Text excerpt
—————

The business is completely aligned to our three buckets for future organic growth. For example, industrial automation is an attractive, fast-growing end segment that we have been looking at for some time, underpinned by the onshoring of U.S. manufacturing, tight labor markets, and a growing and aging base of installed CNC machines and robots. Secondly, we can support TIE with geographic penetration within the U.S. beyond their Tennessee base with access to our OEM customer base in other regions. Finally, TIE expands our addressable market through product extension. We can continue to add to its product capability over time. The business' growth, margin, and EPS accretive in year one. Seals has been our most resilient sector through and beyond the pandemic and has progressed really well again.
Organic growth was a resilient 8% and reported growth 44%, the latter reflecting the acquisition of RNG last year, as well as a number of bolt-ons since. International Seals has delivered another great performance with 12% organic growth. We see the increasing benefits of exposure across a wide range of end segments, including wind, water, F&B and medical. RNG had a fantastic first full year in the group, delivering scale for Seals in the U.K., broadening our fluid power product offering and delivering 15% organic growth since acquisition, 13% specifically in this first half. We've also completed five RNG bolt-ons in the last year. Following a fantastic 2022, our North American Seals business delivered 4% organic growth. Our industrial OEM business has been a little slower, mainly due to the rundown of inventory in certain consumer-facing appliance manufacturers.

—————

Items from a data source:
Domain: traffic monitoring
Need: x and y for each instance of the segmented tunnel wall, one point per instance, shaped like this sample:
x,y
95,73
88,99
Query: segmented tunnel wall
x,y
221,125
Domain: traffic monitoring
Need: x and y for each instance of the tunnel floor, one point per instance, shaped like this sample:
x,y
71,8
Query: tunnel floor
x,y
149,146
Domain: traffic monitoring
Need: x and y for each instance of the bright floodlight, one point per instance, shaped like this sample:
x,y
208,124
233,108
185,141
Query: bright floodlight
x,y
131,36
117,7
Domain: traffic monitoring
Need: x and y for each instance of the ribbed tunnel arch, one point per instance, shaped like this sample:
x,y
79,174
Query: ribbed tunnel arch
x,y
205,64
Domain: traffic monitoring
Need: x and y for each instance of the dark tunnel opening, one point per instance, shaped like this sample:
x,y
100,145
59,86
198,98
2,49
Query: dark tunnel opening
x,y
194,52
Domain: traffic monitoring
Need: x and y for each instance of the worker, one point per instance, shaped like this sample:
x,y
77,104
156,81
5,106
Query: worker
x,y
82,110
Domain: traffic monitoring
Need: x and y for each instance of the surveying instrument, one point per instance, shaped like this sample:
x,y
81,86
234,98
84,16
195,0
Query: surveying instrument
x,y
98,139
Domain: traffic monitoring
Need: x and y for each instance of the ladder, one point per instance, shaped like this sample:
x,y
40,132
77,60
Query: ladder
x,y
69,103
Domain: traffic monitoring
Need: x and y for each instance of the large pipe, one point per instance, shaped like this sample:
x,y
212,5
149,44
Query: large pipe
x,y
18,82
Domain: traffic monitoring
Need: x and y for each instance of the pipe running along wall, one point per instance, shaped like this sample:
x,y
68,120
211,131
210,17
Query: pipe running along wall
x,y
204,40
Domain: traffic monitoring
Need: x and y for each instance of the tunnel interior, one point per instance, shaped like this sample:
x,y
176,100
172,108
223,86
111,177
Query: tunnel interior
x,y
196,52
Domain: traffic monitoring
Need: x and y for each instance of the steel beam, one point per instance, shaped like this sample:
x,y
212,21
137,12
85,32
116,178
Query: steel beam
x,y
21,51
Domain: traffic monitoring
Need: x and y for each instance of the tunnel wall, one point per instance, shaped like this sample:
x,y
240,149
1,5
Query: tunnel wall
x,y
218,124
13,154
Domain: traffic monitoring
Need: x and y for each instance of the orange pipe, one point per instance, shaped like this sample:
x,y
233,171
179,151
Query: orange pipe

—————

Complete the following
1. Say whether each statement agrees with the earnings excerpt, answering yes or no and quoting the words that decide it.
(a) International Seals delivered 12% organic growth.
(b) The North American Seals business delivered 8% organic growth.
(c) Three RNG bolt-ons were completed in the last year.
2. Print the part of the earnings excerpt between "The business is" and "really well again.", inclusive.
3. Answer these questions from the earnings excerpt.
(a) In which state is TIE's base?
(b) What was the reported growth figure?
(c) What organic growth did RNG deliver in the first half?
Answer using only the earnings excerpt.

Answers for each item
1.
(a) Yes: "International Seals has delivered another great performance with 12% organic growth."
(b) No: "our North American Seals business delivered 4% organic growth."
(c) No: "We've also completed five RNG bolt-ons in the last year."

2.
The business is completely aligned to our three buckets for future organic growth. For example, industrial automation is an attractive, fast-growing end segment that we have been looking at for some time, underpinned by the onshoring of U.S. manufacturing, tight labor markets, and a growing and aging base of installed CNC machines and robots. Secondly, we can support TIE with geographic penetration within the U.S. beyond their Tennessee base with access to our OEM customer base in other regions. Finally, TIE expands our addressable market through product extension. We can continue to add to its product capability over time. The business' growth, margin, and EPS accretive in year one. Seals has been our most resilient sector through and beyond the pandemic and has progressed really well again.

3.
(a) Tennessee
(b) 44%
(c) 13%